◆ Problem details: Reproduce the listing from the line with "find the metal" up to and including the line with "107 141 392 244", swapping "statue in niche" for "statue in alcove" and leaving everything else unchanged. Give only those lines.

[Box-labeled dataset extracts]
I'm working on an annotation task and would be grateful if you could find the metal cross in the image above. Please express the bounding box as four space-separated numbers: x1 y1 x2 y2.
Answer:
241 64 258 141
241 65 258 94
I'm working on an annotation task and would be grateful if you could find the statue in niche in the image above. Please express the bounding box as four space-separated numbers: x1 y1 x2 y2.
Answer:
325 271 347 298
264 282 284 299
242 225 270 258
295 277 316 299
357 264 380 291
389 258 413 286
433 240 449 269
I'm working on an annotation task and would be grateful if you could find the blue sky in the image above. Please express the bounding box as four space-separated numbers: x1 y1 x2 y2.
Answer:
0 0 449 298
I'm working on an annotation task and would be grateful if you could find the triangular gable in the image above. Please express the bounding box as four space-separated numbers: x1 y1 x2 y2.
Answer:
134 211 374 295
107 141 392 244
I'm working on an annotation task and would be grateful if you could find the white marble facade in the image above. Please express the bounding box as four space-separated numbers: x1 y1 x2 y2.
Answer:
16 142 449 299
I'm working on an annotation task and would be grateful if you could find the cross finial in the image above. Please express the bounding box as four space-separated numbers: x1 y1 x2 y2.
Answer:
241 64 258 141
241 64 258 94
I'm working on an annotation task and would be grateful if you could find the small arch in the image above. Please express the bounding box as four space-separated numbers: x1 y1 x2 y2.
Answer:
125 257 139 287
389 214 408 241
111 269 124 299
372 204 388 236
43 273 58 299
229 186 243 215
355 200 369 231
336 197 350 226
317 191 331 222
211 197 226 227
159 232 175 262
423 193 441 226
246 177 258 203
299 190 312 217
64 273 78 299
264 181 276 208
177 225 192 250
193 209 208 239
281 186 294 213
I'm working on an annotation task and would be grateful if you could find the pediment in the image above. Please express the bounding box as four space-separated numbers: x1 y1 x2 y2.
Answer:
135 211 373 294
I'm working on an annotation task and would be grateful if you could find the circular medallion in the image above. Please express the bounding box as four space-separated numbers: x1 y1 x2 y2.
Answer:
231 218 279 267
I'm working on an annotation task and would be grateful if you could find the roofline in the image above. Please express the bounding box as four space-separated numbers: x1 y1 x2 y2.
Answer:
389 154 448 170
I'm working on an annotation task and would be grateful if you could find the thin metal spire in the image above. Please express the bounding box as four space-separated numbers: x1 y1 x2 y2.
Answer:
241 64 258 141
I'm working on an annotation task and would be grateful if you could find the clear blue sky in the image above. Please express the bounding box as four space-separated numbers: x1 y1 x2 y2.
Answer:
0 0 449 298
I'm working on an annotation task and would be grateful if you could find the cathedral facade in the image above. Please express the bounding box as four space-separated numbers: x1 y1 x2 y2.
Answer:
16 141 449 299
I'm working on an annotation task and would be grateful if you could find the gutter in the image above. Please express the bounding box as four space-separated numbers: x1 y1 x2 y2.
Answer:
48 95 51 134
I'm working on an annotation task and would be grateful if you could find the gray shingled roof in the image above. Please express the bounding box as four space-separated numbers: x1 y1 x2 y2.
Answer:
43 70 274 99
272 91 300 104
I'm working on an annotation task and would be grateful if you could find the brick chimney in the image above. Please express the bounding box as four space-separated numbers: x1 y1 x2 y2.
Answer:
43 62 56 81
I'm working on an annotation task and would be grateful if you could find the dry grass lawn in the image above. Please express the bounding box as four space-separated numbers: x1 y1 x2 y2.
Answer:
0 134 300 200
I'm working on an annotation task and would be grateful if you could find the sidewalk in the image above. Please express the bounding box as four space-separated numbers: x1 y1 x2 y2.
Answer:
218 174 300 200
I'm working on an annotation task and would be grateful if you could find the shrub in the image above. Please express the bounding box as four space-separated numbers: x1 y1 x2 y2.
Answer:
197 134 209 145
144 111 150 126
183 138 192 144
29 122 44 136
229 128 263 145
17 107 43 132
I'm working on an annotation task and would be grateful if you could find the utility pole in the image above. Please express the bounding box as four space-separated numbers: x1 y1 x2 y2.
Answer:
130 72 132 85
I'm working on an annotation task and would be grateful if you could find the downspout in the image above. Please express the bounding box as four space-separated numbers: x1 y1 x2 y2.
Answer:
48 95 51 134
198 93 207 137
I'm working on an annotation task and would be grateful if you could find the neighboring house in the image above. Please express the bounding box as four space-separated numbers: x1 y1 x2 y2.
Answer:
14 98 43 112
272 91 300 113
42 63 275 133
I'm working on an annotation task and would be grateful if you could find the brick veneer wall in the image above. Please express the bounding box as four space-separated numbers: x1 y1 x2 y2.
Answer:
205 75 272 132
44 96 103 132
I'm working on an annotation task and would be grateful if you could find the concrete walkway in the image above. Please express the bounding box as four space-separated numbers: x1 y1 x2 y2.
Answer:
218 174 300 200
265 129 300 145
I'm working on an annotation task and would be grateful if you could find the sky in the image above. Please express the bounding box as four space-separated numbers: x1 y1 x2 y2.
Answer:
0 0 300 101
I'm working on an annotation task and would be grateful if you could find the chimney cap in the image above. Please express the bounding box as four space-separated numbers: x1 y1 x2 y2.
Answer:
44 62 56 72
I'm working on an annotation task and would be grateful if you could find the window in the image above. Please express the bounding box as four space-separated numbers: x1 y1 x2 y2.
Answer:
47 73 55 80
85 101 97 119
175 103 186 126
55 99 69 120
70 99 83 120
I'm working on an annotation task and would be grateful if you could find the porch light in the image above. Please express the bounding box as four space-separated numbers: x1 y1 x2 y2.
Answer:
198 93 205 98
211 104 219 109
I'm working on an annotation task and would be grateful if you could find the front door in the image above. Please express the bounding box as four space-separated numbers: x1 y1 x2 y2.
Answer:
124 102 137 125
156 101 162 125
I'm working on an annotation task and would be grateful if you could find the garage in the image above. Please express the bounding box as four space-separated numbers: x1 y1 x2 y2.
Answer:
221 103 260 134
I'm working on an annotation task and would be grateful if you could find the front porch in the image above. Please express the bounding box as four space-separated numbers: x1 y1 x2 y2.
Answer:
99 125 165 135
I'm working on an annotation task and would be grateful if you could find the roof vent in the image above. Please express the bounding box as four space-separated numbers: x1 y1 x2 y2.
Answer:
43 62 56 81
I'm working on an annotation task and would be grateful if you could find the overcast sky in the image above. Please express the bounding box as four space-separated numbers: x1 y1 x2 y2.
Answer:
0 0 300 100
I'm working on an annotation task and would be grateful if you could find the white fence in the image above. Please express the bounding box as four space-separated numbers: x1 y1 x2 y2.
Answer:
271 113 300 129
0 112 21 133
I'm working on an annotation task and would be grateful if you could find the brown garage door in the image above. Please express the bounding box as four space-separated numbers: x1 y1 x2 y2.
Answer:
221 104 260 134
---
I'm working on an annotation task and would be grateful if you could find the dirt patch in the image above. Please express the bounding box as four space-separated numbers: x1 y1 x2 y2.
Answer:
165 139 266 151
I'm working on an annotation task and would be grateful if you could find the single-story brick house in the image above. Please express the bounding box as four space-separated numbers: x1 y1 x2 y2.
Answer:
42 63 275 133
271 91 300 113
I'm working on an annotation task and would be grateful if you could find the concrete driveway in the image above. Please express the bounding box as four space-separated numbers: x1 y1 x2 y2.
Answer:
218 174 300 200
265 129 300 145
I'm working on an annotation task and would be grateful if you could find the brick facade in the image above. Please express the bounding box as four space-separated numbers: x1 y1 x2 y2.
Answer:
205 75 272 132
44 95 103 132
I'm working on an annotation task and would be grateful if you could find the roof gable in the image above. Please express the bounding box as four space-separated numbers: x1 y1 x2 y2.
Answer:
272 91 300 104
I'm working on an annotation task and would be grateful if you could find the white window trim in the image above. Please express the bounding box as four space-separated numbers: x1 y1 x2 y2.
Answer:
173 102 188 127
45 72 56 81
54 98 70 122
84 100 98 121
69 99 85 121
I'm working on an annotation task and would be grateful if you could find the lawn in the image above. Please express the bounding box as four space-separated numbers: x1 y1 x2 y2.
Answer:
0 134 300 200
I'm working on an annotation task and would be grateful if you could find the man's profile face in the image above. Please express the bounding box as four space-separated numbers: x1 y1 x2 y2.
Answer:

◆ Answer to this problem:
I'm working on an annotation task and would be grateful if you could find the metal cross in the image above. Please express the bounding box as four space-separated numbers: x1 y1 x2 y2.
Answer:
241 64 258 141
241 65 258 94
I'm working on an annotation task and would be grateful if you could find the statue in alcove in the image above. Please express the bounding box as four space-separated numbers: x1 y1 x2 y2.
Answer:
325 271 347 298
264 282 284 299
242 225 270 258
295 277 316 299
357 264 380 291
389 258 413 286
433 240 449 269
I'm working on an annotation task and would be grateful if you could find the blue sky in the image above. Please express the bounding box as four space-separated numbers: x1 y1 x2 y2.
Answer:
0 0 449 298
I'm working on an annotation task and would be grateful if you could find the triangular gable in the image above. Please express the bounding box as four space-separated numbers: x1 y1 x2 y2.
Answer:
134 211 374 295
107 141 392 244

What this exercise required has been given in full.